Excerpt:
----

Monday, April 14, 2025

Dfrent.


Next time you see someone touting the creative capabilities of AI, you ought to try to remember how many thousands if not millions of people made ChatGPT avatars of themselves in the form of plastic-encased ersatz Barbie dolls.

The first one of these I saw I was mildly amused. Not amused enough to try it for myself, but I saw it as something different. At that point maybe I got up from my chair to get a glassaseltza. By the time I got back, I had seen 49,000 of these things.

Everyone of the people who posted their ChatGPT avatar thought it was special, interesting and worthy of being noticed. Instead everyone of the people who posted their ChatGPT avatar instead showed how unoriginal and uninteresting and karaoke'd their creativity is.

----

Stored data:
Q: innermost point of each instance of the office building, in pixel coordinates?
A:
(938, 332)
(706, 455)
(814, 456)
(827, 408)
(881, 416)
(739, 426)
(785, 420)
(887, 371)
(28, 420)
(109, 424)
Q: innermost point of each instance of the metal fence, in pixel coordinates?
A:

----

Aim of the exercise:
Reproduce the blog post above on ChatGPT doll avatars in full, word for word, from the date line through the last sentence.

Finished task:
Monday, April 14, 2025

Dfrent.


Next time you see someone touting the creative capabilities of AI, you ought to try to remember how many thousands if not millions of people made ChatGPT avatars of themselves in the form of plastic-encased ersatz Barbie dolls.

The first one of these I saw I was mildly amused. Not amused enough to try it for myself, but I saw it as something different. At that point maybe I got up from my chair to get a glassaseltza. By the time I got back, I had seen 49,000 of these things.

Everyone of the people who posted their ChatGPT avatar thought it was special, interesting and worthy of being noticed. Instead everyone of the people who posted their ChatGPT avatar instead showed how unoriginal and uninteresting and karaoke'd their creativity is.